_AIM OF THE EXERCISE:_ Carry on the mailing-list thread about Pacemaker managing DRBD and a systemd resource from the point where it stops.

Re: [ClusterLabs] Pacemaker responsible of DRBD and a systemd resource

Derek Wuelfrath Wed, 15 Nov 2017 12:34:31 -0800

I agree. Thing is, we have this kind of setup deployed largely and since a 
while. Never ran into any issue.
Not sure if something changed in Corosync/Pacemaker code or way of dealing with 
systemd resources.


As said, without a systemd resource, everything just work as it should… 100% of 
the time
As soon as a systemd resource comes in, it breaks.

-derek

--
Derek Wuelfrath
dwuelfr...@inverse.ca <mailto:dwuelfr...@inverse.ca> :: +1.514.447.4918 (x110) 
:: +1.866.353.6153 (x110)
Inverse inc. :: Leaders behind SOGo (www.sogo.nu <https://www.sogo.nu/>), 
PacketFence (www.packetfence.org <https://www.packetfence.org/>) and Fingerbank 
(www.fingerbank.org <https://www.fingerbank.org/>)

> On Nov 14, 2017, at 23:03, Digimer <li...@alteeve.ca> wrote:
> 
> Quorum doesn't prevent split-brains, stonith (fencing) does. 
> 
> https://www.alteeve.com/w/The_2-Node_Myth 
> <https://www.alteeve.com/w/The_2-Node_Myth>
> 
> There is no way to use quorum-only to avoid a potential split-brain. You 
> might be able to make it less likely with enough effort, but never prevent it.
> 
> digimer
> 
> On 2017-11-14 10:45 PM, Garima wrote:
>> Hello All,
>>  
>> Split-brain situation occurs due to there is a drop in quorum which leads to 
>> Spilt-brain situation and status information is not exchanged between both 
>> two nodes of the cluster. 
>> This can be avoided if quorum communicates between both the nodes.
>> I have checked the code. In My opinion these files need to be updated 
>> (quorum.py/stonith.py) to avoid the spilt-brain situation to maintain 
>> Active-Passive configuration.
>>  
>> Regards,
>> Garima
>>  
>> From: Derek Wuelfrath [mailto:dwuelfr...@inverse.ca 
>> <mailto:dwuelfr...@inverse.ca>] 
>> Sent: 13 November 2017 20:55
>> To: Cluster Labs - All topics related to open-source clustering welcomed 
>> <users@clusterlabs.org> <mailto:users@clusterlabs.org>
>> Subject: Re: [ClusterLabs] Pacemaker responsible of DRBD and a systemd 
>> resource
>>  
>> Hello Ken !
>>  
>> Make sure that the systemd service is not enabled. If pacemaker is
>> managing a service, systemd can't also be trying to start and stop it.
>>  
>> It is not. I made sure of this in the first place :)
>>  
>> Beyond that, the question is what log messages are there from around
>> the time of the issue (on both nodes).

_Records of labeled points:_
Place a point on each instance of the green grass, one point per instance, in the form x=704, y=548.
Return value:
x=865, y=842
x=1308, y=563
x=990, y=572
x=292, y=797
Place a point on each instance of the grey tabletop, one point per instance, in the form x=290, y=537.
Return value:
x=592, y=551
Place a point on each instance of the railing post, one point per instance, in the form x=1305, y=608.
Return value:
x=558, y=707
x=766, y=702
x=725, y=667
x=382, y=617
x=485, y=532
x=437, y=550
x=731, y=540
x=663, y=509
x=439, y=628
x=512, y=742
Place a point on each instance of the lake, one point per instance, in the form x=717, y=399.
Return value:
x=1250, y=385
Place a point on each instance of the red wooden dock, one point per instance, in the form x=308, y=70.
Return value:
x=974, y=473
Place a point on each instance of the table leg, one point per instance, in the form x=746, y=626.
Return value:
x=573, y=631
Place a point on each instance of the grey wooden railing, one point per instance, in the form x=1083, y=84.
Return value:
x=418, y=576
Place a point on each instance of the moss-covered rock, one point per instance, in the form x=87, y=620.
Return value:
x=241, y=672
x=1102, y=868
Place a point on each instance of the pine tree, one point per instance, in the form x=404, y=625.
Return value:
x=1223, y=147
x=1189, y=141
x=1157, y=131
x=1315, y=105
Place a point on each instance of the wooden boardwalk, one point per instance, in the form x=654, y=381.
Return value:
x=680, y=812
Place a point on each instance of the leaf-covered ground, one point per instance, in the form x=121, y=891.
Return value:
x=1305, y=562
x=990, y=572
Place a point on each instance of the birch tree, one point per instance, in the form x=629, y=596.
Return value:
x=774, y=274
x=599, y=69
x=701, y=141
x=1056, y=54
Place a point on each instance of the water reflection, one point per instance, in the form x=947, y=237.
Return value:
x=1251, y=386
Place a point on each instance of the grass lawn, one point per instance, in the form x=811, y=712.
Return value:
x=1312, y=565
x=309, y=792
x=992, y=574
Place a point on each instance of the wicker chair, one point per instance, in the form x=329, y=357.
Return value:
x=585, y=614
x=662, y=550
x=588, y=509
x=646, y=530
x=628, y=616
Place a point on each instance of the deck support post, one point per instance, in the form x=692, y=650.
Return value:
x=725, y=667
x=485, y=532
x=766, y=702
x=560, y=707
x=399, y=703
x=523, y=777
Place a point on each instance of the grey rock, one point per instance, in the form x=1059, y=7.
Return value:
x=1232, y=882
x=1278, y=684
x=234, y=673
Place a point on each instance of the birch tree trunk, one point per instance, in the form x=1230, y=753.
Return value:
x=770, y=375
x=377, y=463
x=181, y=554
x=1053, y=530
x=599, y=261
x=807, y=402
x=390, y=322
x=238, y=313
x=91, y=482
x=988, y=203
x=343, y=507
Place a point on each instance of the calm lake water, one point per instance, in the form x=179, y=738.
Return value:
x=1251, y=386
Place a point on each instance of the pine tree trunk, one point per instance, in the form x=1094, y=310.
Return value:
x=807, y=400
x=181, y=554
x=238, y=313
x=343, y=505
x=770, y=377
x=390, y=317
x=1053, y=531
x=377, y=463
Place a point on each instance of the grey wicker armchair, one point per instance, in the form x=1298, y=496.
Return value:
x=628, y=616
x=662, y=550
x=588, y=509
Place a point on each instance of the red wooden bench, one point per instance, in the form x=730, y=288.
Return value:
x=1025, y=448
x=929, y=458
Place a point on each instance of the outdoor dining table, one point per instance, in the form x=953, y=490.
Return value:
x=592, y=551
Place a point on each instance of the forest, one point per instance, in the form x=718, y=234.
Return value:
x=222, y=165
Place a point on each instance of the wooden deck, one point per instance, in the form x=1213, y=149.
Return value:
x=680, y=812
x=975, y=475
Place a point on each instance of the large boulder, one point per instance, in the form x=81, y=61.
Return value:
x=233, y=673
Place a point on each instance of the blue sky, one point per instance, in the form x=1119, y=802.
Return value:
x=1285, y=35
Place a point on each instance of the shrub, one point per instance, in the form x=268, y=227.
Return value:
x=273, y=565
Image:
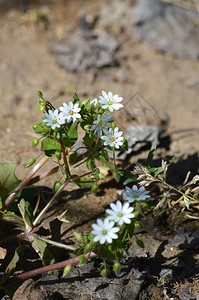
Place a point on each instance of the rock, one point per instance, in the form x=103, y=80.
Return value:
x=167, y=28
x=87, y=283
x=86, y=49
x=31, y=290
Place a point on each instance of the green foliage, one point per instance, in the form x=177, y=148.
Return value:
x=13, y=263
x=8, y=180
x=50, y=146
x=27, y=214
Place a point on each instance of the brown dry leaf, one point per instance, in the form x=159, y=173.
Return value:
x=3, y=253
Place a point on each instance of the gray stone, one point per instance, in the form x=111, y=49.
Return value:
x=167, y=28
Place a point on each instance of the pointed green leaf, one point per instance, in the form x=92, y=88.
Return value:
x=26, y=212
x=150, y=156
x=41, y=248
x=12, y=265
x=8, y=180
x=186, y=201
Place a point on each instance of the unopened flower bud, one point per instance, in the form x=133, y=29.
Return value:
x=81, y=260
x=94, y=188
x=77, y=235
x=101, y=176
x=67, y=269
x=29, y=162
x=90, y=163
x=73, y=158
x=116, y=267
x=105, y=272
x=88, y=248
x=105, y=154
x=39, y=93
x=58, y=154
x=35, y=142
x=57, y=186
x=41, y=107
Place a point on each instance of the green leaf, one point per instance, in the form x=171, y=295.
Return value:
x=84, y=182
x=186, y=201
x=67, y=269
x=8, y=180
x=116, y=175
x=72, y=136
x=41, y=248
x=150, y=156
x=125, y=144
x=75, y=98
x=12, y=265
x=27, y=214
x=140, y=243
x=129, y=175
x=101, y=158
x=130, y=228
x=50, y=146
x=106, y=253
x=156, y=171
x=88, y=140
x=11, y=217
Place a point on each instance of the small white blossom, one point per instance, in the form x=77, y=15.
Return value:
x=104, y=231
x=113, y=138
x=164, y=166
x=135, y=193
x=101, y=124
x=94, y=102
x=110, y=101
x=54, y=119
x=120, y=213
x=195, y=179
x=71, y=111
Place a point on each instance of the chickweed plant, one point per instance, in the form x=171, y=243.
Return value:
x=58, y=134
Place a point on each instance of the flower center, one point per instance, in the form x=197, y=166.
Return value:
x=120, y=215
x=112, y=139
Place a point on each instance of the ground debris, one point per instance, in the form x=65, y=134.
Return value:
x=86, y=49
x=167, y=28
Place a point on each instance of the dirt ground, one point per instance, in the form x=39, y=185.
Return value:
x=162, y=82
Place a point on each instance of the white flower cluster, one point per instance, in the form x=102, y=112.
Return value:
x=106, y=230
x=111, y=137
x=101, y=126
x=68, y=113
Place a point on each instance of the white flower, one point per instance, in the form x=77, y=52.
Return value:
x=94, y=102
x=101, y=124
x=54, y=119
x=71, y=111
x=110, y=101
x=195, y=179
x=104, y=231
x=135, y=193
x=113, y=138
x=120, y=214
x=164, y=166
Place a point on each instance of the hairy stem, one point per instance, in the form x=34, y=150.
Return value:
x=24, y=182
x=48, y=268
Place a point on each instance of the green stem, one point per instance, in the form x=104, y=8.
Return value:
x=39, y=217
x=48, y=268
x=65, y=158
x=178, y=191
x=24, y=182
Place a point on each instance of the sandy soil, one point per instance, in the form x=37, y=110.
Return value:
x=167, y=83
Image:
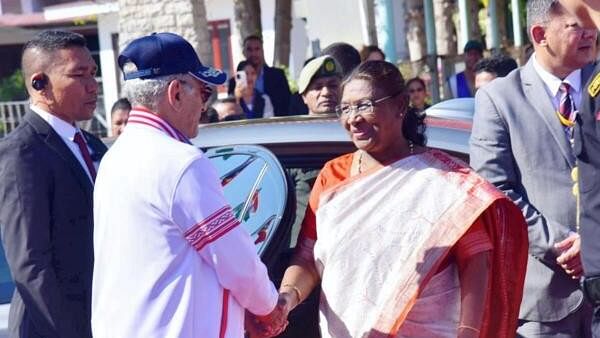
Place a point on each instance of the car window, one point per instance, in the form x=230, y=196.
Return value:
x=255, y=186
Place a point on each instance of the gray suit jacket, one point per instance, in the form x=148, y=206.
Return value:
x=47, y=231
x=519, y=145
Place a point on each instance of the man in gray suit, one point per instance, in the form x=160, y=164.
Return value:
x=47, y=172
x=521, y=142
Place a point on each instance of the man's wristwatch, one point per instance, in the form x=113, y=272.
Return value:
x=591, y=289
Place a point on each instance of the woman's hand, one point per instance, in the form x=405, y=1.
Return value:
x=272, y=324
x=239, y=91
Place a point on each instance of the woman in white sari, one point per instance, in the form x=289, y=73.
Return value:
x=404, y=241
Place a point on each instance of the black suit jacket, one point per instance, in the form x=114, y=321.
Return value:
x=46, y=221
x=276, y=87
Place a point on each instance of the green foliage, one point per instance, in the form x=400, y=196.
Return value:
x=12, y=88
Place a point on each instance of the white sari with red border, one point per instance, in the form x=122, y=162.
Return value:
x=381, y=237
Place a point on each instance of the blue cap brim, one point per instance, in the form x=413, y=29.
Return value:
x=210, y=76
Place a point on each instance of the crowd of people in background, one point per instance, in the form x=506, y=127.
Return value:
x=256, y=90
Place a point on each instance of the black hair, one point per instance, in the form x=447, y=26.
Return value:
x=367, y=50
x=49, y=41
x=386, y=79
x=53, y=40
x=346, y=55
x=252, y=37
x=243, y=65
x=418, y=80
x=121, y=103
x=498, y=64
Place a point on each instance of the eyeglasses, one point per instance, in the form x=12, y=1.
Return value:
x=363, y=108
x=206, y=93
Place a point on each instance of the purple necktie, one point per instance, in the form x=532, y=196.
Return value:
x=86, y=154
x=565, y=105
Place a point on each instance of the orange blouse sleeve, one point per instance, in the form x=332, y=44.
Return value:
x=332, y=173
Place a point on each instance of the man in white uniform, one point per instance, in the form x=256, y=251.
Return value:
x=170, y=258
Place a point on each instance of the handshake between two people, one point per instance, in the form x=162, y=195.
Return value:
x=275, y=322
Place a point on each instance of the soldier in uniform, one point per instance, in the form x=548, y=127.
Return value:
x=587, y=150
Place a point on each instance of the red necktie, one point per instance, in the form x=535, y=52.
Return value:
x=86, y=154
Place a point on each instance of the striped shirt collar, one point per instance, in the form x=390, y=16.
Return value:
x=140, y=115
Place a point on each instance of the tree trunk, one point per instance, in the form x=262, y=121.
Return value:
x=446, y=38
x=283, y=28
x=475, y=29
x=445, y=31
x=368, y=7
x=247, y=17
x=415, y=30
x=501, y=10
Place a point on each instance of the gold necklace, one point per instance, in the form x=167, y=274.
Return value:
x=411, y=150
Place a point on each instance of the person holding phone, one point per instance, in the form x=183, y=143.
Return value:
x=254, y=103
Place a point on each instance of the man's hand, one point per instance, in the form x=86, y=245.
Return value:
x=272, y=324
x=569, y=257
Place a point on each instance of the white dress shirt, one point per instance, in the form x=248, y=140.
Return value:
x=66, y=131
x=552, y=84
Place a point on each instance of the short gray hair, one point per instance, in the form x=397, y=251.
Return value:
x=541, y=11
x=148, y=92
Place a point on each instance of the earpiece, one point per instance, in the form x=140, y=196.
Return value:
x=39, y=83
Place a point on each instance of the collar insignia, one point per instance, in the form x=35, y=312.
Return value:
x=594, y=87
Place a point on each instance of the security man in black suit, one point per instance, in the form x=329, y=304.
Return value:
x=48, y=167
x=587, y=150
x=270, y=80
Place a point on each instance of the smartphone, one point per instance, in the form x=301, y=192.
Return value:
x=241, y=78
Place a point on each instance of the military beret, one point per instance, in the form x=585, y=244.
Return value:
x=320, y=67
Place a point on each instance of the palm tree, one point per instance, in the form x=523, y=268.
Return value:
x=283, y=27
x=247, y=17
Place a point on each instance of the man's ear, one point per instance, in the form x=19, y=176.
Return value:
x=538, y=34
x=174, y=94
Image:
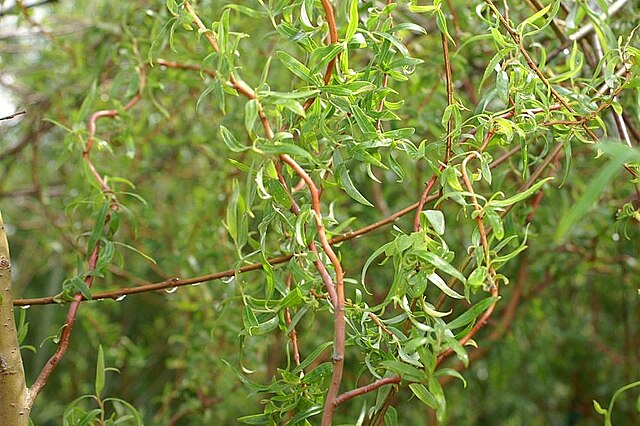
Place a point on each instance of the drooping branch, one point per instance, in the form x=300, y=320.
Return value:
x=92, y=260
x=14, y=407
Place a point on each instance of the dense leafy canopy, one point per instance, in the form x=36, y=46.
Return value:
x=377, y=182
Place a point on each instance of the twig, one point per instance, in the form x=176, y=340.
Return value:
x=15, y=114
x=366, y=389
x=339, y=322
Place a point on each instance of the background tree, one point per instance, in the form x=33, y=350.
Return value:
x=316, y=212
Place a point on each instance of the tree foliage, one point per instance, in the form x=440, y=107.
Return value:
x=305, y=211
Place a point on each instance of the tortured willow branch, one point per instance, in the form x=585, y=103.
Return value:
x=92, y=260
x=339, y=322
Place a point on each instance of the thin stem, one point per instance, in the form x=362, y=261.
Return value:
x=92, y=261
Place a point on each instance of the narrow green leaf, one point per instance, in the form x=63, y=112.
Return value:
x=100, y=372
x=439, y=282
x=596, y=186
x=520, y=196
x=439, y=263
x=471, y=314
x=423, y=395
x=345, y=181
x=230, y=141
x=436, y=219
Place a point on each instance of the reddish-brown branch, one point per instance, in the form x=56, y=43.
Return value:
x=481, y=322
x=293, y=334
x=450, y=100
x=92, y=261
x=339, y=323
x=423, y=199
x=557, y=96
x=333, y=38
x=366, y=389
x=176, y=282
x=173, y=64
x=14, y=115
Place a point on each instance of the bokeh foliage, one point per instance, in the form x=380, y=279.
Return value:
x=198, y=184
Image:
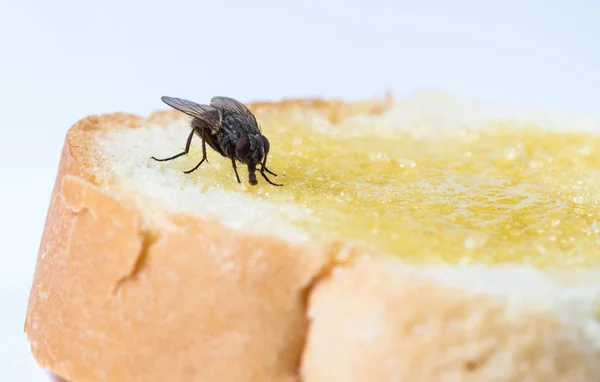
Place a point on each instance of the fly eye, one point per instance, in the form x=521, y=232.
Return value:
x=242, y=147
x=266, y=144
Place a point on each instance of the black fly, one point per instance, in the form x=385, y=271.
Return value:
x=230, y=129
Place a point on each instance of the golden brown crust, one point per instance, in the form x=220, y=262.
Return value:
x=394, y=327
x=116, y=298
x=112, y=300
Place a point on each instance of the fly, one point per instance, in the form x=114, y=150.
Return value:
x=230, y=129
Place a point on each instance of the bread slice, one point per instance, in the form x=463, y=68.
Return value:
x=426, y=239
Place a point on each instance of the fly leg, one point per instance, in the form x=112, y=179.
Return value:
x=235, y=170
x=263, y=167
x=187, y=149
x=203, y=154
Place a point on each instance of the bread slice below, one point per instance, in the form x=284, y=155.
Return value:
x=417, y=240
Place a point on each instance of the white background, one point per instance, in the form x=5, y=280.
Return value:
x=62, y=60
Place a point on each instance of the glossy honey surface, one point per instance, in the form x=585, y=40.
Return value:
x=498, y=193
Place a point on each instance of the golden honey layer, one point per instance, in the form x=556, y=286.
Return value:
x=496, y=194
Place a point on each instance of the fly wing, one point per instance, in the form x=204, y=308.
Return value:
x=229, y=104
x=205, y=113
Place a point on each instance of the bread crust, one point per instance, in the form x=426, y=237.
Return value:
x=407, y=328
x=116, y=297
x=114, y=300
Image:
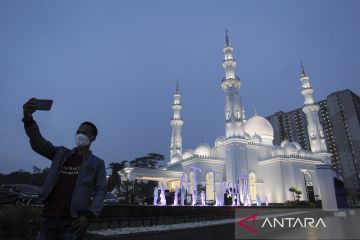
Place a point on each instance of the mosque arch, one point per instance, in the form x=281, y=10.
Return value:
x=210, y=178
x=252, y=186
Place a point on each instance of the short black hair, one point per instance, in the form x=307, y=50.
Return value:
x=93, y=127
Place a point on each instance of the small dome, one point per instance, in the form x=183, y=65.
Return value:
x=298, y=147
x=277, y=150
x=290, y=148
x=260, y=126
x=282, y=144
x=203, y=150
x=188, y=154
x=175, y=158
x=219, y=140
x=256, y=138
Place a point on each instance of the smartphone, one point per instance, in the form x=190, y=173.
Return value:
x=43, y=104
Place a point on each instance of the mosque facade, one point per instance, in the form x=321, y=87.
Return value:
x=244, y=160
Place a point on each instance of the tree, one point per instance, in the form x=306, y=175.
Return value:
x=292, y=189
x=298, y=193
x=152, y=160
x=114, y=179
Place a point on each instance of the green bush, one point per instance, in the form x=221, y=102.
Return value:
x=19, y=222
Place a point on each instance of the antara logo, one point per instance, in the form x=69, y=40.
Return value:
x=287, y=222
x=293, y=222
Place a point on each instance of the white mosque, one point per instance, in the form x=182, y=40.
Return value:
x=245, y=155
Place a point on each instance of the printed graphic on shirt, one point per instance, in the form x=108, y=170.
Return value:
x=70, y=170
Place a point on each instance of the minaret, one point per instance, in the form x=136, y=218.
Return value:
x=176, y=123
x=231, y=85
x=315, y=130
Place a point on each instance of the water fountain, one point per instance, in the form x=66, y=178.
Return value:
x=176, y=199
x=266, y=201
x=156, y=195
x=258, y=202
x=203, y=198
x=194, y=197
x=162, y=196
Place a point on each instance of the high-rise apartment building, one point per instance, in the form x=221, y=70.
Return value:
x=339, y=114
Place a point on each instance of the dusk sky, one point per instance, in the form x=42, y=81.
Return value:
x=115, y=63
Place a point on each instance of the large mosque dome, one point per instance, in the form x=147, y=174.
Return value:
x=176, y=158
x=203, y=150
x=258, y=125
x=188, y=154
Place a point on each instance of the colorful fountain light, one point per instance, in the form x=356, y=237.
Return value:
x=203, y=198
x=156, y=195
x=266, y=201
x=176, y=197
x=258, y=202
x=162, y=196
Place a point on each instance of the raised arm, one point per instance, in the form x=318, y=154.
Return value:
x=99, y=190
x=37, y=142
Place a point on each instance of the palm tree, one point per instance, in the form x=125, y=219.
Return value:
x=298, y=193
x=292, y=189
x=114, y=179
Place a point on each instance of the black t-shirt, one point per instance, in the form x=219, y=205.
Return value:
x=58, y=203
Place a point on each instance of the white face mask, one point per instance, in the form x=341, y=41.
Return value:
x=81, y=140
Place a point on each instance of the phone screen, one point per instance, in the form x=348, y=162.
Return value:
x=43, y=104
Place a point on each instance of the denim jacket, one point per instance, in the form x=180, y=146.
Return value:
x=90, y=188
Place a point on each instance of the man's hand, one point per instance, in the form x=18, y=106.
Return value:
x=80, y=225
x=29, y=108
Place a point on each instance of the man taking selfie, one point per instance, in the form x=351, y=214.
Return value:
x=75, y=187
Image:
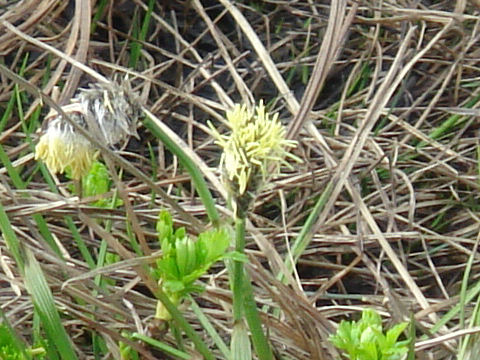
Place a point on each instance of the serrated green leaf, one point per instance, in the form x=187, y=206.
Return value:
x=181, y=255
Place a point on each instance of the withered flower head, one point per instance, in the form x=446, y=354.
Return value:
x=108, y=112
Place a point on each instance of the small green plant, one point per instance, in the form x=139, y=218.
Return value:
x=98, y=182
x=366, y=340
x=11, y=348
x=184, y=260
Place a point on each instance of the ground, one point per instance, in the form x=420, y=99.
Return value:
x=380, y=213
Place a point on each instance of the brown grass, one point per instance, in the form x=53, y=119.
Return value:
x=401, y=221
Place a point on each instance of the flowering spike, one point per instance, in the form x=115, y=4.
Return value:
x=256, y=146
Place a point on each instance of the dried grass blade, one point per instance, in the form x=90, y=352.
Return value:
x=44, y=303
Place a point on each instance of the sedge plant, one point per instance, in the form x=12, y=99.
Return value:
x=253, y=152
x=367, y=340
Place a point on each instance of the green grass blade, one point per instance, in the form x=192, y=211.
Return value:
x=197, y=178
x=162, y=346
x=184, y=325
x=43, y=301
x=208, y=327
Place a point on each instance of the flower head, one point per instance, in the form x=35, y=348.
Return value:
x=255, y=149
x=108, y=111
x=61, y=148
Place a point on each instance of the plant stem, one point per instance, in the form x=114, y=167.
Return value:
x=243, y=298
x=238, y=271
x=260, y=342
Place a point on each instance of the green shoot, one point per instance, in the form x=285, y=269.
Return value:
x=366, y=339
x=185, y=260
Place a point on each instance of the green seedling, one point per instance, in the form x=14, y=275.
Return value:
x=97, y=182
x=185, y=260
x=366, y=339
x=11, y=348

_WRITTEN ANSWER:_
>>  
>> Well, that’s the thing. There is not much log messages telling what is 
>> actually happening. The ’systemd’ resource is not even trying to start 
>> (nothing in either log for that resource). Here are the logs from my last 
>> attempt:
>> Scenario:
>> - Services were running on ‘pancakeFence2’. DRBD was synced and connected
>> - I rebooted ‘pancakeFence2’. Services failed to ‘pancakeFence1’
>> - After ‘pancakeFence2’ comes back, services are running just fine on 
>> ‘pancakeFence1’ but DRBD is in Standalone due to split-brain
>>  
>> Logs for pancakeFence1: https://pastebin.com/dVSGPP78 
>> <https://pastebin.com/dVSGPP78>
>> Logs for pancakeFence2: https://pastebin.com/at8qPkHE 
>> <https://pastebin.com/at8qPkHE>
>>  
>> It really looks like the status checkup mechanism of corosync/pacemaker for 
>> a systemd resource force the resource to “start” and therefore, start the 
>> ones above that resource in the group (DRBD in instance).
>> This does not happen for a regular OCF resource (IPaddr2 per example)
>> 
>> Cheers!
>> -dw
>>  
>> --
>> Derek Wuelfrath
>> dwuelfr...@inverse.ca <mailto:dwuelfr...@inverse.ca> :: +1.514.447.4918 
>> (x110) :: +1.866.353.6153 (x110)
>> Inverse inc. :: Leaders behind SOGo (www.sogo.nu <https://www.sogo.nu/>), 
>> PacketFence (www.packetfence.org <https://www.packetfence.org/>) and 
>> Fingerbank (www.fingerbank.org <https://www.fingerbank.org/>)
>> 
>> 
>> On Nov 10, 2017, at 11:39, Ken Gaillot <kgail...@redhat.com 
>> <mailto:kgail...@redhat.com>> wrote:
>>  
>> On Thu, 2017-11-09 at 20:27 -0500, Derek Wuelfrath wrote:
>> 
>> Hello there,
>> 
>> First post here but following since a while!
>> 
>> Welcome!
>> 
>> 
>> 
>> Here’s my issue,
>> we are putting in place and running this type of cluster since a
>> while and never really encountered this kind of problem.
>> 
>> I recently set up a Corosync / Pacemaker / PCS cluster to manage DRBD
>> along with different other resources. Part of theses resources are
>> some systemd resources… this is the part where things are “breaking”.
>> 
>> Having a two servers cluster running only DRBD or DRBD with an OCF
>> ipaddr2 resource (Cluser IP in instance) works just fine. I can
>> easily move from one node to the other without any issue.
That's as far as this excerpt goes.